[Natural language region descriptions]
——————
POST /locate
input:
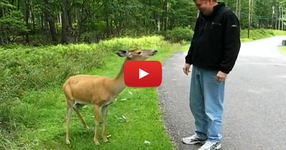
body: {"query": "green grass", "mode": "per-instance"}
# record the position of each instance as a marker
(259, 34)
(36, 120)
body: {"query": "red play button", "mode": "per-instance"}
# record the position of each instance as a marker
(143, 73)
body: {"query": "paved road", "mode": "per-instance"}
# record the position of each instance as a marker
(255, 100)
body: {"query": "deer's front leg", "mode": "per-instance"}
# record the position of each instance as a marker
(96, 117)
(104, 115)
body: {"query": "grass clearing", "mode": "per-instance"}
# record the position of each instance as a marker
(33, 114)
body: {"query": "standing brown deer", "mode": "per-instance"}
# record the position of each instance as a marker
(98, 91)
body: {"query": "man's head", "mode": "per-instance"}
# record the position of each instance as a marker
(205, 6)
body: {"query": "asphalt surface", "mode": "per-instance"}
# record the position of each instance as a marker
(255, 99)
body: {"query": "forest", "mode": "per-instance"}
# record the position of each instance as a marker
(40, 22)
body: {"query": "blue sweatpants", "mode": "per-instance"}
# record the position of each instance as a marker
(206, 103)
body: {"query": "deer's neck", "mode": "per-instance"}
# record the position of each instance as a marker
(118, 82)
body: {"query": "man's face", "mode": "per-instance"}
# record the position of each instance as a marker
(205, 6)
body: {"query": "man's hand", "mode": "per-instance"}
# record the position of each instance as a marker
(186, 68)
(221, 76)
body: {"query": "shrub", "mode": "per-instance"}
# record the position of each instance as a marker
(179, 34)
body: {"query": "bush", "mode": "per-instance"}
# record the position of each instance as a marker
(179, 34)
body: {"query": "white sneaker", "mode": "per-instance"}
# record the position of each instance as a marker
(211, 146)
(194, 139)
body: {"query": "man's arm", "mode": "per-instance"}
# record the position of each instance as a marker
(232, 43)
(188, 58)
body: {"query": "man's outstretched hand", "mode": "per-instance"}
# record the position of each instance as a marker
(186, 68)
(221, 76)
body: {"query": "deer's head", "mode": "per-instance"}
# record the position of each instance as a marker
(137, 54)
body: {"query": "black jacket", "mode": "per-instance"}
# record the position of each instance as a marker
(216, 40)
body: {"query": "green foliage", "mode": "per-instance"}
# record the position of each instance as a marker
(179, 34)
(259, 34)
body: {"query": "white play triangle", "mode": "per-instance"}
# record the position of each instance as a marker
(142, 73)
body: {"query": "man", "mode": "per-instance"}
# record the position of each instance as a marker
(212, 54)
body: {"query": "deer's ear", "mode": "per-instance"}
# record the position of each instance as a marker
(121, 53)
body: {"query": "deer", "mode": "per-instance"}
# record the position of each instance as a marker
(99, 91)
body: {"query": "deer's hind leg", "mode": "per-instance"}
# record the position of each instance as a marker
(68, 116)
(76, 108)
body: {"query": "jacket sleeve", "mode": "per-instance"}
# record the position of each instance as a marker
(188, 58)
(231, 42)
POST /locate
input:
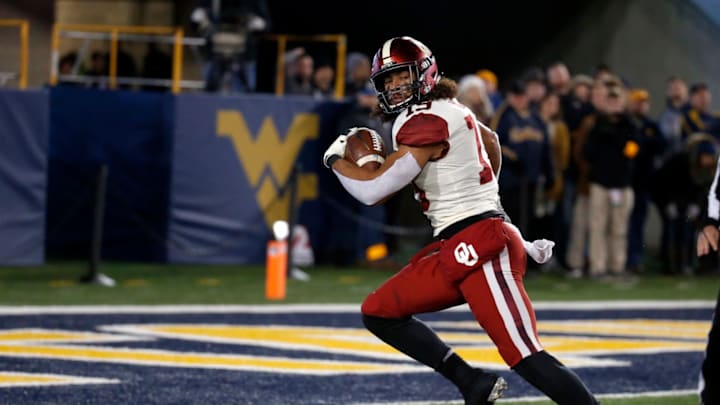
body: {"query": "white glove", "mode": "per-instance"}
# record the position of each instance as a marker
(199, 16)
(540, 250)
(337, 148)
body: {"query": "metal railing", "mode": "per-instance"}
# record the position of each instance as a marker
(115, 33)
(282, 41)
(24, 27)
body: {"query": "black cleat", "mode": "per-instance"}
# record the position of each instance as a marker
(485, 390)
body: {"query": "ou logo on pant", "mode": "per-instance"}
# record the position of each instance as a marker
(466, 254)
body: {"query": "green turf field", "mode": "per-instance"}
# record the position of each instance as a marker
(58, 284)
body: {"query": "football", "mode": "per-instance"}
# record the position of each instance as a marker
(365, 148)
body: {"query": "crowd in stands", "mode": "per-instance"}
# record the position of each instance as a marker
(583, 156)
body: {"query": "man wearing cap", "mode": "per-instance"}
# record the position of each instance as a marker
(652, 146)
(698, 117)
(527, 158)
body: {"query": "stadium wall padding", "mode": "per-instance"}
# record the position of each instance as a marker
(23, 167)
(192, 178)
(235, 158)
(130, 133)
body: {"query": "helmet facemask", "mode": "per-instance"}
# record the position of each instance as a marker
(389, 102)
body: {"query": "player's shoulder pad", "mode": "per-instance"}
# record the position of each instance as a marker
(423, 129)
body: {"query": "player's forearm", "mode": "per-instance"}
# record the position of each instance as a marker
(389, 179)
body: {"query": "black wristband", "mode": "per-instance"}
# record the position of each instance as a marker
(332, 159)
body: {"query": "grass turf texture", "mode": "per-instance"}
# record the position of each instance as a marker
(675, 400)
(58, 284)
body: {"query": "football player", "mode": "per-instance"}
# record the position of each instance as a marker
(478, 258)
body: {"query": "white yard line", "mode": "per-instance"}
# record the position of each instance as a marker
(625, 395)
(329, 308)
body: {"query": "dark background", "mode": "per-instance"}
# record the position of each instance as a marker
(465, 36)
(504, 36)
——————
## PROBLEM STATEMENT
Omit all images when repeating the data above exactly.

## OUTPUT OF THE EXERCISE
POST /locate
input:
body: {"query": "green grass", "mode": "per-instance"}
# record the position of each instance as a marker
(259, 34)
(36, 120)
body: {"query": "red play button", "mode": "per-instance"}
# record the position of each instance as a marker
(143, 73)
body: {"query": "paved road", "mode": "per-instance"}
# record the position of each instance as a marker
(255, 100)
body: {"query": "deer's front leg", "mode": "per-instance"}
# record the position of each instance as a marker
(96, 117)
(104, 115)
body: {"query": "grass clearing", "mode": "per-instance"}
# record the position of each instance as a marker
(33, 114)
body: {"query": "standing brown deer", "mode": "per-instance"}
# record the position of each instance as a marker
(98, 91)
body: {"query": "man's head", "mode": "per-instance"}
# record the position of each instance as a marker
(205, 6)
body: {"query": "asphalt surface", "mode": "per-instance"}
# record the position of each instance as a marker
(255, 99)
body: {"query": "forest", "mode": "per-instance"}
# record the position of each instance as a marker
(40, 22)
body: {"query": "blue sweatpants", "mode": "per-instance"}
# record the position of each instance as a marker
(206, 103)
body: {"query": "deer's neck", "mode": "per-instance"}
# record the position of each instance as a marker
(118, 82)
body: {"query": "man's face", "mode": "per-instance"}
# record the position of each instance as a marker
(205, 6)
body: {"query": "man's hand", "mode": "per-instance"}
# record the position of each instance as a marker
(186, 68)
(221, 76)
body: {"query": "shrub", "mode": "per-instance"}
# record the position of each instance as a marker
(179, 34)
body: {"query": "bush", "mode": "per-instance"}
# record the position of each instance as a marker
(179, 34)
body: {"query": "white sneaker", "mode": "per-instance"}
# record the position of each instance as a marker
(211, 146)
(194, 139)
body: {"query": "man's arm", "mode": "per-instance"}
# record the position of each instance as a marker
(232, 43)
(188, 58)
body: {"query": "man's outstretched hand", "mode": "per-instance"}
# record the position of each instance as a marker
(186, 68)
(221, 76)
body: {"query": "deer's head", "mode": "per-instance"}
# record the position of each instance as a marker
(137, 54)
body: {"query": "black jacket", "mode": "per-instance"}
# record the position of each instance as a marker
(216, 40)
body: {"query": "green foliage", "mode": "per-instance"}
# record the position of each instance as a marker
(179, 34)
(259, 34)
body: {"query": "white play triangle", "mode": "per-instance"}
# record the position of each instance as a marker
(142, 73)
body: {"query": "man", "mode": "per-instance"}
# record the position of each instance as a marker
(212, 54)
body: {"query": "deer's ear", "mode": "per-instance"}
# record the position of each instance as a marker
(121, 53)
body: {"query": "deer", "mode": "per-instance"}
# record the position of each instance as a marker
(99, 91)
body: {"query": "deer's hind leg", "mode": "per-instance"}
# record the position of each instance as a marker
(68, 116)
(76, 108)
body: {"query": "jacket sleeve", "mode": "per-instance"}
# record the position of each instance as a marker
(188, 58)
(231, 42)
POST /locate
input:
body: {"query": "white glove", "mode": "per-instance"}
# record the position of each instance as a marker
(199, 16)
(540, 250)
(337, 148)
body: {"query": "metal railing", "mode": "per-instance"}
# record the position of each instance as a marker
(115, 33)
(282, 41)
(24, 27)
body: {"query": "black cleat", "mode": "per-instance"}
# record the position of each instance as a marker
(485, 390)
body: {"query": "ou logo on pant", "mode": "per-instance"}
# record the position of each instance as a marker
(466, 254)
body: {"query": "green turf field", "mode": "per-instance"}
# record the position of each instance as a marker
(58, 284)
body: {"query": "football", "mode": "per-instance"}
# record the position of each instance as a marker
(365, 148)
body: {"query": "crowd in stands", "mode": "per-instance"}
# record the position of each instance as a marker
(583, 156)
body: {"query": "man wearing cap", "mode": "per-instance"}
# record the position of each instance as a marker
(652, 146)
(698, 117)
(527, 158)
body: {"query": "stadium wall padding", "mode": "per-instance"}
# record the position of each instance as a marker
(23, 167)
(192, 178)
(235, 158)
(130, 133)
body: {"query": "helmet facemask", "mode": "per-instance"}
# record the position of each instance as a marker
(389, 102)
body: {"query": "player's shoulder pad", "mode": "per-instance"}
# record the position of each instance as a marker
(423, 129)
body: {"query": "player's forearm", "mode": "per-instance"}
# record the position of each instance as a marker
(389, 179)
body: {"query": "black wristband", "mode": "per-instance"}
# record the position of each instance as a marker
(332, 159)
body: {"query": "grass turf texture", "mode": "per-instance"}
# record the position of each instance as a marker
(675, 400)
(58, 284)
body: {"query": "football player", "mode": "per-instance"}
# record the position of each instance as a marker
(478, 258)
body: {"query": "white yard line", "mode": "per-instance"}
# record the position of each instance as a marker
(625, 395)
(329, 308)
body: {"query": "dark background", "mode": "per-instance"}
# record the position of each instance as a marker
(465, 36)
(504, 36)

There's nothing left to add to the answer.